¡VIVA! A Celebration of Latinx Cultures and Traditions

"Nopal de la Mision" Watercolor design for new public art work for the Mission branch

San Francisco has a rich Latinx heritage that is highlighted in a diverse array of exciting programs for all ages, from Spanish/bilingual storytimes, to author talks, to art and cultural presentations. Come enjoy with us. ¡Bienvenidos! 

About the Artist: Juana Alicia Araiza

The Library is thrilled to work with Juana Alicia Araiza (commonly known as Juana Alicia), one of the City’s most prolific muralists and arts educators. Nopal de la Misión, her watercolor design for a glass mural that will be a highlight of the Mission Branch Library renovation, is featured in this year’s iVIVA! campaign.

 Juana Alicia has created murals and worked as a printmaker, sculptor, illustrator and studio painter for more than 30 years. Her style, akin to genres of contemporary Latin American literary movements, can be characterized as magical and social realism, and her work addresses issues of social justice, gender equality, environmental crisis and the power of resistance and revolution. 

Born in 1953, Juana Alicia was shaped by many rich cultural influences growing up in Detroit, near Diego Rivera’s Detroit Industry Murals. Her sculptural and painted public commissions (individual and collaborative) can be seen in Nicaragua, Mexico, Pennsylvania and in many parts of California, most notably in San Francisco. They include Sanarte at U.C.S.F. Medical Center, Santuario (with Emmanuel C. Montoya) at the San Francisco International Airport, La Llorona's Sacred Waters at 24th and York streets in the Mission, the Maestrapeace mural of the San Francisco Women’s Building and the Gemelos mural at the Metropolitan Technical University in Mérida, Mexico.

Learn more about Juana Alicia at juanaalicia.com. Catch her solo show, Me Llaman Calle: The Monumental Art of Juana Alicia, at the SFAC Main Gallery. Info at sfartscommission.org.

Artist JUANA ALICIA

Photo credit: Alexa Treviño

Body

 

Who or what set you on the path to becoming an artist?

There were several people that set me on my path: my mother, who encouraged me in all my creative efforts; my godmother, Dr. Cledie Collins Taylor, art historian, gallerist and jeweler who has mentored me since high school to become an artist; my brother, who pushed me to embrace my talents and develop a sense of self-respect; and Diego Rivera, who’s murals I grew up with in downtown Detroit. These four people were the inspirational and sustaining forces that validated my passion to develop my ideas and abilities.

What tools do you use to create your art?

□ □ □ □

> Requirement: According to the page on Juana Alicia, in which city did she grow up near Diego Rivera's Detroit Industry Murals? The records have nothing to do with this.

Region pointing data:

□ □ □ □

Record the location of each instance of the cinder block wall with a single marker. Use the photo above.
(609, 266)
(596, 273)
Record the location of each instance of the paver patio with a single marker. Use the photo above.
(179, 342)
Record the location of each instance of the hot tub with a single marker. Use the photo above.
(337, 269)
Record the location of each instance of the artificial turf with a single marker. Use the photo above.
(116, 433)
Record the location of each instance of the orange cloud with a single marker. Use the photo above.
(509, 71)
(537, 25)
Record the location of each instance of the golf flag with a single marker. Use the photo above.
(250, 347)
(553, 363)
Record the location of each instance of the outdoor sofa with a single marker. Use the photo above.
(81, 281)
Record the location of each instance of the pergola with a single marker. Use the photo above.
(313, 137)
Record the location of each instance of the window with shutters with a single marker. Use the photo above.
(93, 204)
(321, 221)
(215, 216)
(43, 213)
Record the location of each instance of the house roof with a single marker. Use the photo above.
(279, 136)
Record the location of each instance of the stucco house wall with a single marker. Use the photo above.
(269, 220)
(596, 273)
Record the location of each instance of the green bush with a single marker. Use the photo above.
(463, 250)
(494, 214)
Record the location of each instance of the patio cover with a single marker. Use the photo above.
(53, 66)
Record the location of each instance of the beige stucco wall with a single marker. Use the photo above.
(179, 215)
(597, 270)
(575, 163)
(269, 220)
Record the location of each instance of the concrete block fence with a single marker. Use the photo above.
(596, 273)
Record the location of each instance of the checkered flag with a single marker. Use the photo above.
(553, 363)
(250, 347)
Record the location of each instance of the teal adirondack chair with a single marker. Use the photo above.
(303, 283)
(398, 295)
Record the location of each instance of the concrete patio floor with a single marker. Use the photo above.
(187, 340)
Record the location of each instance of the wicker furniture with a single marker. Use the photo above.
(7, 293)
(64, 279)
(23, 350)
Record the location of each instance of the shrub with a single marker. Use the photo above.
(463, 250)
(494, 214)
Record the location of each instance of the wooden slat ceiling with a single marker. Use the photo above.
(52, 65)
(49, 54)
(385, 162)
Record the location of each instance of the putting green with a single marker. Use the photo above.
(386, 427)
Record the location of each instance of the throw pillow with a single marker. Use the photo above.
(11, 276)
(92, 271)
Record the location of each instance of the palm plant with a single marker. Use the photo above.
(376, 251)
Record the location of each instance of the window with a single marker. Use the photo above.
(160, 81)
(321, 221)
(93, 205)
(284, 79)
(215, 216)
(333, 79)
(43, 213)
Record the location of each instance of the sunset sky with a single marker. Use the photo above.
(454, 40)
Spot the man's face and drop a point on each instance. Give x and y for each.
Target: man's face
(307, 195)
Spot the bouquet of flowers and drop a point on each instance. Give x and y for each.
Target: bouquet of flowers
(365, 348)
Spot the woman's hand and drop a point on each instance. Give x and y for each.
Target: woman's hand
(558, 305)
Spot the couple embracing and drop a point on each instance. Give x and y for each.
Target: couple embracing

□ □ □ □

> Answer area: Detroit.